• [PROBLEM] Note the line where "this form, e.g." appears in the data below; write it out exactly, along with every line that comes after it to the end.

[Natural language region descriptions]
● ● ●
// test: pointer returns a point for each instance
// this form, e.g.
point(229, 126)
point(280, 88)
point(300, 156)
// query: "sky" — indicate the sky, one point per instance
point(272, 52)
● ● ●
• [EXERCISE RESULT]
// this form, e.g.
point(229, 126)
point(280, 88)
point(300, 156)
// query: "sky" — indicate the sky, one point per instance
point(272, 52)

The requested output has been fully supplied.